◆ **Text**:
— START —
It has to come for all of us, eventually. For most of my friends and
colleagues it has come before this. I’ve been lagging behind. I had no
great need to travel so I didn’t press the issue and when I needed to I took
the train, which seems to have become the preferred method of getting between
New York, Boston and D.C. [Everyone I know who has taken the shuttle since
it began running again has a tale to tell, often of being diverted because
someone forgot the new rules of the game and stood up during the time period
when you can’t do that, even if you’re desperate for a bathroom break.]

But, here I am, starting this week’s column on a 767 on my way from New York
to Los Angeles. At the end of the week I am privileged to be best man in a
friend’s wedding up in San Francisco so I built a necessary business trip
around that event so I didn’t need to make two trips in one month.

Last night, while packing, friends dropped over and we had some New York
white wine and sushi while I continued organizing myself. I had forgotten
the rhythms of packing and made a number of false moves. At one point I
remember staring in my closet thinking: Oh my God! I’m having to think. I
used to be able to pack on auto pilot. But not this time.

So we all sat around and ate our sushi and sipped our white wine and talked
about traveling these days. Tripp was smiling, quite satisfied with himself,
saying he doesn’t see any reason in the foreseeable future to get on a plane,
if ever again. He smilingly sees that this feeling might get worse the
longer he lets it goes on but for right now, thank you very much, there is no
reason. He’s back on the east coast and trains take him everywhere he wants
to go right now and if he doesn’t make a trip over to London this year, well,
too bad.
— END —
◆ **Challenges**:
1. Reproduce the passage of the travel column that opens with the words containing "Last night, while" and closes with "not this time.".
2. Write what comes next in the travel column, starting right after its final sentence.
These records have no connection to the travel column.

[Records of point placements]
— START —
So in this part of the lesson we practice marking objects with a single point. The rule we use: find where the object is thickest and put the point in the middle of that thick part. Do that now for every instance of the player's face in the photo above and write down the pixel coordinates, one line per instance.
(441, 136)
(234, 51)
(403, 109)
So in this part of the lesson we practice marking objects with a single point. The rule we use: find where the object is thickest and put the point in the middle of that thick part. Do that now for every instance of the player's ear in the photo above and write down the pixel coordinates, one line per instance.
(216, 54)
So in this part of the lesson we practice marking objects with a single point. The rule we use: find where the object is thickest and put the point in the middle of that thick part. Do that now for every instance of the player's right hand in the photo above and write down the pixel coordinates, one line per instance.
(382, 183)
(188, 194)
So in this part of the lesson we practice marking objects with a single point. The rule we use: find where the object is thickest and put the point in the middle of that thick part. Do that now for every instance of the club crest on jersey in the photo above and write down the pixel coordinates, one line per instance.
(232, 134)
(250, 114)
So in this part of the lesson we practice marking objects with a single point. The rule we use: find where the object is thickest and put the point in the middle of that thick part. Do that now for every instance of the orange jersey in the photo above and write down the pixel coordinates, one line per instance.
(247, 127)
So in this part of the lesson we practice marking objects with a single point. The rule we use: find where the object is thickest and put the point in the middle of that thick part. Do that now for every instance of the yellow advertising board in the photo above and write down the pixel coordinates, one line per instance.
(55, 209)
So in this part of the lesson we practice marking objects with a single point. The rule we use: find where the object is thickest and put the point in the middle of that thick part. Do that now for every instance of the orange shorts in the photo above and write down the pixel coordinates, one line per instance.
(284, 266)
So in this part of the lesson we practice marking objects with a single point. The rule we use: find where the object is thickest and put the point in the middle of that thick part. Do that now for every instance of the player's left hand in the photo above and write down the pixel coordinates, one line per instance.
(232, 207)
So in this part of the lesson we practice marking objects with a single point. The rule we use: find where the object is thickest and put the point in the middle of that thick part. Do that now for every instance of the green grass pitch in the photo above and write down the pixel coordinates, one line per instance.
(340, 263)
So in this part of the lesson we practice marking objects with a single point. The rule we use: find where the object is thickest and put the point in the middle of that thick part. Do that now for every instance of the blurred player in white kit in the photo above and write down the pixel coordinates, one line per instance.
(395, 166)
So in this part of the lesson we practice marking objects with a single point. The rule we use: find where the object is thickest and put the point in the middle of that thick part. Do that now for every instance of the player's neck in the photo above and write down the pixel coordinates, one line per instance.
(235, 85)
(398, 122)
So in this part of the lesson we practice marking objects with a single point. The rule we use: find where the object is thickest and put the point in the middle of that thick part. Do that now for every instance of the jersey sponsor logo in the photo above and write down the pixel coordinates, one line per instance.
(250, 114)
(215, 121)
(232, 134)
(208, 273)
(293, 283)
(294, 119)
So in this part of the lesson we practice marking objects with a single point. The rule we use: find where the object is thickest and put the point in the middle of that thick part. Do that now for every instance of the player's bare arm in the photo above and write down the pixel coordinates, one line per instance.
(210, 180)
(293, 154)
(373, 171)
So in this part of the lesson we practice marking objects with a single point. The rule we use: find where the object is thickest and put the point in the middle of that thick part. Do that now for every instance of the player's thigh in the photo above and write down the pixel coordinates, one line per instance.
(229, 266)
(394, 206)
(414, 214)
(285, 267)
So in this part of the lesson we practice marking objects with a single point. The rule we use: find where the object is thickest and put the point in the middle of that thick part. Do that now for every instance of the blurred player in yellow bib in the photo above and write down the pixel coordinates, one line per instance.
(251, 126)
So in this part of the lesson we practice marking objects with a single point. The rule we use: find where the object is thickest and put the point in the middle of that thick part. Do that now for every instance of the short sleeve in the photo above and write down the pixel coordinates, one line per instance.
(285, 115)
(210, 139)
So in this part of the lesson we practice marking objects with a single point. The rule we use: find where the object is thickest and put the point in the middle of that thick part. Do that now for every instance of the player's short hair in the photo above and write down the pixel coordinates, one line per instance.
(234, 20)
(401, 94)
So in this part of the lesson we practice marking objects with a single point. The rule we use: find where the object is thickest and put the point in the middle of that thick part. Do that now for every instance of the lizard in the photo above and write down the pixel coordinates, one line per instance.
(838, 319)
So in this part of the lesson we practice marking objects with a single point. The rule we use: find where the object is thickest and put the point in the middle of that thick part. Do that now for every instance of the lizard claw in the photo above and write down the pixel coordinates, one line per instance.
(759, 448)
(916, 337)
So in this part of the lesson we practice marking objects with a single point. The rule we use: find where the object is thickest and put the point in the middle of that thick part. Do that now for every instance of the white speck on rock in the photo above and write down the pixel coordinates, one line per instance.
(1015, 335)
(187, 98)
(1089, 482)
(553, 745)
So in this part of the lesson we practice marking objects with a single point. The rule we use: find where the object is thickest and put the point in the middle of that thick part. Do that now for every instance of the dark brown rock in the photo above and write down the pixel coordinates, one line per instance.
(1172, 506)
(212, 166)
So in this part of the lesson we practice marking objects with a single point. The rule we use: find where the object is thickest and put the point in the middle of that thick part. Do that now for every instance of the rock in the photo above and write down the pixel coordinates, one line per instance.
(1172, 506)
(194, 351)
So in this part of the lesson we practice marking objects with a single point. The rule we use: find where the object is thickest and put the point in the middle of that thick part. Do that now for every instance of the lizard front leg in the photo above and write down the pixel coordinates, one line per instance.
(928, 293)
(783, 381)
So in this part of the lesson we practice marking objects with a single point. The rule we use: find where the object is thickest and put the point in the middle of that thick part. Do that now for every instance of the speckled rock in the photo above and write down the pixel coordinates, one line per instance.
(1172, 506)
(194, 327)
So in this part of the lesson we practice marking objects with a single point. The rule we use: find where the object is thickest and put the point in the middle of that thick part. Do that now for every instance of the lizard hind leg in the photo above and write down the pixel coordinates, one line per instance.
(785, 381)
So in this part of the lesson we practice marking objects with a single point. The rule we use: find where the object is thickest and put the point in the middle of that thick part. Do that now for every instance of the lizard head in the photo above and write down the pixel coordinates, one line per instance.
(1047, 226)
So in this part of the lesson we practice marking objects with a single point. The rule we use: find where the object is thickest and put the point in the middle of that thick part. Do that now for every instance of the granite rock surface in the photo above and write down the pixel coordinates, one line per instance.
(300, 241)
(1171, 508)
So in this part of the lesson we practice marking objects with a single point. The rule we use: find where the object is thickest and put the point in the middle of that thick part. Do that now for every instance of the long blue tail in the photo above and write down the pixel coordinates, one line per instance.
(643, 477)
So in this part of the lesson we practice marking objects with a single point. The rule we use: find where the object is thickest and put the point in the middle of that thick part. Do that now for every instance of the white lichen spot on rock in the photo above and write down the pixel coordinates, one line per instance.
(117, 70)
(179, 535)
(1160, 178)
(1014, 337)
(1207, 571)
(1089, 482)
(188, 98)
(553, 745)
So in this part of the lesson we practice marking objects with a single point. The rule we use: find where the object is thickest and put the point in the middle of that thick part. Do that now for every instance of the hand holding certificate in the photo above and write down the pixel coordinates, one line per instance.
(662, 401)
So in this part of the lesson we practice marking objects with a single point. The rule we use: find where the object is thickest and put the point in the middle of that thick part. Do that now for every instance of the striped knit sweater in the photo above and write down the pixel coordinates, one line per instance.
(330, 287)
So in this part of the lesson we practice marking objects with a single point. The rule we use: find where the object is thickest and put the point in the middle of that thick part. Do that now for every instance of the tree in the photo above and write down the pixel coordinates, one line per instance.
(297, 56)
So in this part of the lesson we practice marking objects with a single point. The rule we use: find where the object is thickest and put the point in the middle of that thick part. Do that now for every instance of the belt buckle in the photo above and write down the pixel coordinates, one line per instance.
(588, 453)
— END —
◆ **Results of the exercise**:
1.
Last night, while packing, friends dropped over and we had some New York
white wine and sushi while I continued organizing myself. I had forgotten
the rhythms of packing and made a number of false moves. At one point I
remember staring in my closet thinking: Oh my God! I’m having to think. I
used to be able to pack on auto pilot. But not this time.

2.
I smile back. What am I going to do? Each of us has to work our way through
this on our own at our own speed. September 11 was bad enough; the crash of
AA 587 was the deciding factor for many of my friends. It was too soon, too
close to home and pushed several of my nervous friends into confirmed
non-flyers.

Andrew and Cheryl, who are our dearest friends, nodded and shared how they
were afraid when they took a trip to England three weeks ago but they had
managed to do it. However, the conversation seemed to drift unpleasantly
toward the subject of flight horrors and I quietly remind everyone that I’d
appreciate a bit of sensitivity about my having to get up and face my first
flight since 9/11.

It went fine. There was, of course, a plastic knife, which I personally find
a little silly but that’s because I watched the episode of OZ where it was
demonstrated on how a plastic ballpoint pen can become a lethal instrument.
I have also decided I probably want to be on the first flight out anywhere
because the lines were great at 5:00 a.m. but got progressively more hellish
after that.

Someone asked to get off the flight after they shut the doors, which they did
and it didn’t bother me because I saw him, a pocket protector sort of guy,
balding, a nebbish whose traveling companion missed the flight and so he
wasn’t going to go. It didn’t bother me though the fifth announcement of
his reason for leaving wasn’t leaving me excited…

Also, the jumpiness of the passengers around me was a bit more than I
remembered plus I had the pleasure of being seated next to a woman who
flapped her arms and requested the universe to "make it stop" every time the
plane hit a bit of turbulence [and, trust me, this was one of the smoothest
flights I’ve been on in years]. Around the ninth time she wanted it to stop,
I wanted to stop her but I smiled indulgently.

The biggest thing was the strange silence at the street level at LAX – no
private cars. It seemed deserted – and it was, compared with my memory –
and it was the single moment of the journey that made me realize how the
world was different.

And in that quiet I realized how much I missed the chaos and the freedom.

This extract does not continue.